===== Reading text
I don't know where to start really, I just feel so miserable today. I want to get into bed, pull the covers over me and ignore the world. I"m so sick of feeling crap and it feels like its going on and on, getting worse not better.
A bit of brief background.... I was sub clinically hypo for a couple of years, but then symptoms (and results) worsened and I started on thyroxine in Feb 2012. I felt a bit better for a while, then symptoms worsened again and I upped my dose from 50-75mg. Following that, in retrospect I can see I had a complete adrenal crash, but at the time my GP's just shrugged their shoulders.
I went to a doctor on the thyroid UK list and has my adrenals tested, sure enough my cortisol and DHEA were very low. I had felt rubbish throughout the autumn, with problems sleeping, terrible digestion and fatigue. By January, although my adrenal result were poor, I was feeling slightly better so decided on a fairly minimalist approach of lots of B vits, liquorice & ginseng & vit C. I felt increasingly much better until I went on holiday at Easter and for some reason, that precipitated another crash. I slept terribly on holiday, and things have got worse since I returned.
I contacted my doctor who asked me to double my vits & minerals, but this made the fatigue & sleep problems worse, so I cut back down to normal again. Then he suggested DHEA and nutri adrenal. I said I would start them one at a time and started with the DHEA. Although that doesn't seem to have had any marked effect on me in itself, the fatigue and sleep problems are worse to the point of becoming unmanageable, so I've stopped taking it today.
It took me hours to get to sleep last night, and once again I feel exhausted. maybe the DHEA was lifting my mood slightly as I feel absolutely terrible today. It seems everything I try just makes my stressed adrenals worse, so it feels like I'll never get better. I feel completely negative, which is unlike me, and jealous of my family who don't have these problems (ridiculous I know, so self indulgent). It just feels like this has been going on for such a long time, on and off, that I've almost forgotten who I used to be. I'm finding it hard to get through the day as the fatigue is so bad and feel like I can't face day after day of it. Quality of life has hit an all time low.
I was hoping that writing it all down would help me to feel better. I know I need to snap out of it and try to get on with the day. But I'm struggling to...
No doubt some of you have been in the same position, and no doubt I will eventually get better, but today that feels like a distant reality.Fingers crossed for a better day tomorrow.
==========
===== Records supplied
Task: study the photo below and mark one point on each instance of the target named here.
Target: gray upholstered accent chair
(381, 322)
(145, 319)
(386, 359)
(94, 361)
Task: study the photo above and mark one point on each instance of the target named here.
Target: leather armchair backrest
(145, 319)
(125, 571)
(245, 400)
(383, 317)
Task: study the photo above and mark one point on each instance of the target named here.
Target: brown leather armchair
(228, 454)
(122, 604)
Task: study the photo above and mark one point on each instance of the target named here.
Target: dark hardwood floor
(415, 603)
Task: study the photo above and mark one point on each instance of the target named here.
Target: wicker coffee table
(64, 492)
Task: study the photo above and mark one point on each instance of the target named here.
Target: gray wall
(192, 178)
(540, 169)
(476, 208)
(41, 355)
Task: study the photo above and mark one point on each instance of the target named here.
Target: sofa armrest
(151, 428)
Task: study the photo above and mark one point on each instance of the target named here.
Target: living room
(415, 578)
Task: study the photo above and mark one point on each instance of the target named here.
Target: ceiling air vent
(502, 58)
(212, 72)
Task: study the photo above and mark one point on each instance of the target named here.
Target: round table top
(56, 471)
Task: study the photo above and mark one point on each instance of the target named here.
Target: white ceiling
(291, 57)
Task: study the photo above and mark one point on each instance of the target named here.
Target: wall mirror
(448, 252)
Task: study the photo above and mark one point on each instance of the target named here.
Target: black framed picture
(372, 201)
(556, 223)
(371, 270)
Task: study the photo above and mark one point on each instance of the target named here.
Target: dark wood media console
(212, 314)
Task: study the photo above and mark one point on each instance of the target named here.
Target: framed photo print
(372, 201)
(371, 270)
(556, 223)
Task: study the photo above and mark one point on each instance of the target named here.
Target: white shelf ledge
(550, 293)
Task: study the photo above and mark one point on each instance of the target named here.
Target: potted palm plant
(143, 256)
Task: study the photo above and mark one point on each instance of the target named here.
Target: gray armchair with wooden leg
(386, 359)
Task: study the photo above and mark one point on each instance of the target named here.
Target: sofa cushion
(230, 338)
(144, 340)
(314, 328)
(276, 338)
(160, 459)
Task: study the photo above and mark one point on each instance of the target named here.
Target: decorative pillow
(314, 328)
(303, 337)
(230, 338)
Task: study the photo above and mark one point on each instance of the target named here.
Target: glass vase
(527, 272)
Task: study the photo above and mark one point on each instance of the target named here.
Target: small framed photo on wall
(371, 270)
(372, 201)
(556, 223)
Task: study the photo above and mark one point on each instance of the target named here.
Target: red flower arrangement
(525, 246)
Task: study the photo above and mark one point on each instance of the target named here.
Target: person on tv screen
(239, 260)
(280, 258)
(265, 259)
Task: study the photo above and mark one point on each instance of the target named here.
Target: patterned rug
==========
▸ **Task instructions**:
1) Rewrite the paragraph of the thyroid post that begins "I contacted my doctor who asked me" as a short list of its main facts.
2) Decide whether each statement agrees with the thyroid post. Answer yes or no, quoting the deciding words.
(a) The writer began taking thyroxine in February 2012.
(b) Tests showed the writer's cortisol and DHEA levels were high.
(c) The writer slept well during the Easter holiday.

▸ **Solution set**:
1)
- The doctor asked the writer to double the vitamins and minerals.
- This made the fatigue and sleep problems worse, so the writer went back to the normal amount.
- The doctor then suggested DHEA and nutri adrenal.
- The writer chose to start them one at a time, beginning with DHEA.
- DHEA had no marked effect in itself, but fatigue and sleep problems became unmanageable.
- The writer stopped taking DHEA today.

2)
(a) Yes: "I started on thyroxine in Feb 2012"
(b) No: "sure enough my cortisol and DHEA were very low"
(c) No: "I slept terribly on holiday"